BRIEF:
Would you reproduce the whole listing below without altering a single word?

MATERIAL TO PROCESS:

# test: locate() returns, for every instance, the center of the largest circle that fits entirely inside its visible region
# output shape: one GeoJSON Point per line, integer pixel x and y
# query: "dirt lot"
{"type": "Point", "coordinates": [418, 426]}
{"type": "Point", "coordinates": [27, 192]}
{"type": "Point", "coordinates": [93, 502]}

EXERCISE ANSWER:
# test: locate() returns, for every instance, the center of the largest circle that fits entirely inside its visible region
# output shape: one GeoJSON Point per line, integer pixel x and y
# query: "dirt lot"
{"type": "Point", "coordinates": [418, 426]}
{"type": "Point", "coordinates": [27, 192]}
{"type": "Point", "coordinates": [93, 502]}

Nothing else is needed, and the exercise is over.